+++ DATA IN THIS EXERCISE

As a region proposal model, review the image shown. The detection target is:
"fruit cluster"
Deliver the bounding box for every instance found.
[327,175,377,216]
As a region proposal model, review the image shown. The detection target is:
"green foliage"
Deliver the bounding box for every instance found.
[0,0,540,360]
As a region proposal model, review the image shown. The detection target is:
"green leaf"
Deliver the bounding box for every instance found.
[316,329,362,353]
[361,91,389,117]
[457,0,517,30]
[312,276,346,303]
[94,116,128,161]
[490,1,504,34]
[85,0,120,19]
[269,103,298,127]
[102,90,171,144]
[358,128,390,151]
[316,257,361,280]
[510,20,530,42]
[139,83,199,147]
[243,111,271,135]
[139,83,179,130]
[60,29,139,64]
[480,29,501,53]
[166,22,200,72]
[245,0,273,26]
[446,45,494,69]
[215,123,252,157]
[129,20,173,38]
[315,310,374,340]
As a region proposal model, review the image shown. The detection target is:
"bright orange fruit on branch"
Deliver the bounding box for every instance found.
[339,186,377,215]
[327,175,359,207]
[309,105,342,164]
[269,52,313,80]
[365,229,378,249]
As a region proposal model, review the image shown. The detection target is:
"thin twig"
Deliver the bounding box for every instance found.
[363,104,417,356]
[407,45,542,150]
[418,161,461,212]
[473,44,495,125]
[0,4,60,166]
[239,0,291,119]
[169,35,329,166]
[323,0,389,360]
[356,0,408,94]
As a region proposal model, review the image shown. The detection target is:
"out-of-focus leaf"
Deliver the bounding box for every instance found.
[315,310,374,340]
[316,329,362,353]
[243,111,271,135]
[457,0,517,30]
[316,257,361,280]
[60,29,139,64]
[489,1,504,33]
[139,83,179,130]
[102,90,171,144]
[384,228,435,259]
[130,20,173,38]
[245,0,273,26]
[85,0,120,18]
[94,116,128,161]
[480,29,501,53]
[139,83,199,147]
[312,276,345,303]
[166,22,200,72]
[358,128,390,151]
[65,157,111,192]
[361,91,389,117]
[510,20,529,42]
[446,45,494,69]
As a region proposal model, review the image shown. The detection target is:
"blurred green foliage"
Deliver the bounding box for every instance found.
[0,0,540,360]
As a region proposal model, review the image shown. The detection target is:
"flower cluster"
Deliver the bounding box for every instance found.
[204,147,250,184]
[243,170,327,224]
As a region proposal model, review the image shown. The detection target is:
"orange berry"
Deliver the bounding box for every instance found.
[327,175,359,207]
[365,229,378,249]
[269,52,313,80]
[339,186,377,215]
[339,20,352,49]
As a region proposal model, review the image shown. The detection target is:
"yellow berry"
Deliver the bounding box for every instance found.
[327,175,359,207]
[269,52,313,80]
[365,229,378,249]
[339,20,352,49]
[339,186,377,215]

++++++

> **GIVEN INSTRUCTION**:
Return every line of the items above that contains the string "fruit". Treat uppercase and lowercase letters as distinct.

> **OUTPUT OF THE TASK**:
"fruit cluster"
"bright orange fruit on branch"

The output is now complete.